— Image location labeling entries —
┌──

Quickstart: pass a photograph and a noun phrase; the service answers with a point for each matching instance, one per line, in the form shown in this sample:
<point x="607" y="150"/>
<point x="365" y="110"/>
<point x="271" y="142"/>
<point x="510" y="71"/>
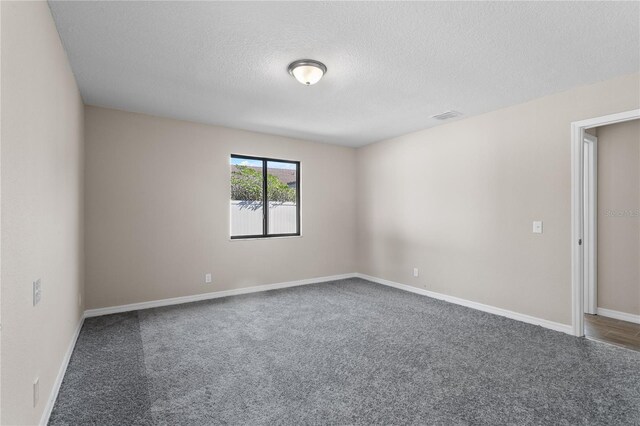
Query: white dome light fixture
<point x="307" y="71"/>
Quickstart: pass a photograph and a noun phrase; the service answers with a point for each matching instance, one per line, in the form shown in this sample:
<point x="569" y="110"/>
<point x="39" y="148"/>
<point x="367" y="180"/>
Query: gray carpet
<point x="346" y="352"/>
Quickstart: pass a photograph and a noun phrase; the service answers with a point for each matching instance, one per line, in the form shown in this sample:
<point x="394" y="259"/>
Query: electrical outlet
<point x="36" y="391"/>
<point x="37" y="292"/>
<point x="537" y="227"/>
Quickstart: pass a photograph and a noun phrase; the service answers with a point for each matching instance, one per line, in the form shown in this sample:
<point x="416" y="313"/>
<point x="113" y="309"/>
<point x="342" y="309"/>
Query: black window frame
<point x="265" y="201"/>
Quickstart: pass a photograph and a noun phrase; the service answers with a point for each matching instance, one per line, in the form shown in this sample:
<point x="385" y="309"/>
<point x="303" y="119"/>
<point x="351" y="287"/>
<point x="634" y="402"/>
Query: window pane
<point x="246" y="197"/>
<point x="281" y="192"/>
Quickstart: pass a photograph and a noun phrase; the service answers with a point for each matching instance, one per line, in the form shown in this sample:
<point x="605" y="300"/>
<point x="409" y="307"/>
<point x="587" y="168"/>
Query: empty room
<point x="345" y="213"/>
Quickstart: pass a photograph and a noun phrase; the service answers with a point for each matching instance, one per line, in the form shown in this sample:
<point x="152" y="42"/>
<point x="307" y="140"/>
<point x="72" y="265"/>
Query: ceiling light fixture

└──

— Requirement —
Retype the entries word for word. Omit any images.

— Expected output —
Quickstart: pass a photograph and a noun phrase; the service answers with a point for each matching instance, one per line, in the form shown in this sample:
<point x="607" y="150"/>
<point x="365" y="110"/>
<point x="271" y="142"/>
<point x="510" y="71"/>
Query: white dome light fixture
<point x="307" y="71"/>
Quickstart: pass a photograph and a noun phrase; the service answers with a point for each matching instance, one per line, in the form shown in this sample:
<point x="569" y="110"/>
<point x="39" y="148"/>
<point x="367" y="180"/>
Query: gray carpet
<point x="346" y="352"/>
Quickstart: pass a photograph and a noun phrase; the service answers with a point for each matching instance, one per line, in the form shown in this sample:
<point x="394" y="259"/>
Query: electrical outlet
<point x="36" y="391"/>
<point x="37" y="292"/>
<point x="537" y="227"/>
Quickstart: pass a photograph and a noun phrase; the service answers with a point for each matching instance, one per line, in the form shown in this sample:
<point x="416" y="313"/>
<point x="113" y="309"/>
<point x="342" y="309"/>
Query: black window frame
<point x="265" y="201"/>
Quickstart: pass a photograph and a noun phrase; the service answers with a point for each matching instance, one per line, in the form shown in this sample:
<point x="385" y="309"/>
<point x="303" y="119"/>
<point x="351" y="287"/>
<point x="634" y="402"/>
Query: window pane
<point x="246" y="197"/>
<point x="281" y="192"/>
Quickstart: pass a photograph and a noun phrase; the service answers with a point for each matching instance, one per line, in the form shown in this sample:
<point x="605" y="300"/>
<point x="409" y="307"/>
<point x="587" y="168"/>
Query: empty room
<point x="345" y="213"/>
Quickstart: pass a photograph and a noun phrase; the service answers with a point for each matching instance, one per line, in the form shown in this sample:
<point x="152" y="42"/>
<point x="307" y="140"/>
<point x="72" y="265"/>
Query: ceiling light fixture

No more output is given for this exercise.